■ **Rows from a pointing dataset**:
>> begin

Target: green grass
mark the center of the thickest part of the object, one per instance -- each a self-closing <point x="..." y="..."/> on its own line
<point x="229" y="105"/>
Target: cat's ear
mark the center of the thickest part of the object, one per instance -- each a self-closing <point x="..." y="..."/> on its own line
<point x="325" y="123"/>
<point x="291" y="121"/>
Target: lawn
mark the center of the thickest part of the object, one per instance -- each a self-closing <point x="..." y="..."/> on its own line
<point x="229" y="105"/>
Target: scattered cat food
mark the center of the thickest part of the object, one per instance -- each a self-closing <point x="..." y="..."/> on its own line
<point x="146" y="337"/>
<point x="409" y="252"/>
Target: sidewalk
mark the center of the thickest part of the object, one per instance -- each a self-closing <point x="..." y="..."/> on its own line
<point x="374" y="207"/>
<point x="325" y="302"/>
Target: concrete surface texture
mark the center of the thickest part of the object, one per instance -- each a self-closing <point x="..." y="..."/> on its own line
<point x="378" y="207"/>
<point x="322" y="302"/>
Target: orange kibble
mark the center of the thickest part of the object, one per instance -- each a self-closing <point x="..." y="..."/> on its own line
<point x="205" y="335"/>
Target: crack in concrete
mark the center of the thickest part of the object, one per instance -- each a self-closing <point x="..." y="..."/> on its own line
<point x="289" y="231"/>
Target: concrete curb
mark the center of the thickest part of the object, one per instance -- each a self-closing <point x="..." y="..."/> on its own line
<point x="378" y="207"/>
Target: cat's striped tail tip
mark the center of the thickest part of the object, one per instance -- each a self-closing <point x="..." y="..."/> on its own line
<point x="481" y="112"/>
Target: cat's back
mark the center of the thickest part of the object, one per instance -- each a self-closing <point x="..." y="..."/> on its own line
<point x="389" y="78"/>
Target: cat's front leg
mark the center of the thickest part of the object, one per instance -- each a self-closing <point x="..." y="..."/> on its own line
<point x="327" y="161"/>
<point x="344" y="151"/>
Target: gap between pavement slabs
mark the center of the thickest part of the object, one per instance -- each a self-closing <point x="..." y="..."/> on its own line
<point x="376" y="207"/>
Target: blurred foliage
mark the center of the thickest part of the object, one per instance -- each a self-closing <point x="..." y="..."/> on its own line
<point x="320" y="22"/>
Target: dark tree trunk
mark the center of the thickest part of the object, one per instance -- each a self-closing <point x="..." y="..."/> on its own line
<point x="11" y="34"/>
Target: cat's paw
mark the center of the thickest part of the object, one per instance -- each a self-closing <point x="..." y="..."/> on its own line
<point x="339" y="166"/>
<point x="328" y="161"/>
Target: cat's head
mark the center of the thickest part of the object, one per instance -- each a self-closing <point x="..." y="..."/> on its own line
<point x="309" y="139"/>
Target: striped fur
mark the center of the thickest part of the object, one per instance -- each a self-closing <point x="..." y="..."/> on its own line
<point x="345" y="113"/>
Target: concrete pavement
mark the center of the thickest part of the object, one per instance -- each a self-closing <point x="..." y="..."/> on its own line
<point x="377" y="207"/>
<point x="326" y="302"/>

>> end

■ **Objective**:
Extract every line from the one with "Target: cat's head" down to the final line above, both included, exactly as written.

■ **Task result**:
Target: cat's head
mark the center of the thickest part of the object, one per instance -- each a self-closing <point x="..." y="..."/> on its own line
<point x="309" y="139"/>
Target: striped fur
mark the center of the thickest part of the object, one per instance -- each a self-closing <point x="..." y="..."/> on its own line
<point x="345" y="113"/>
Target: concrete pavement
mark the center of the thickest part of the object, one per instance -- each a self-closing <point x="..." y="..."/> on its own line
<point x="377" y="207"/>
<point x="326" y="302"/>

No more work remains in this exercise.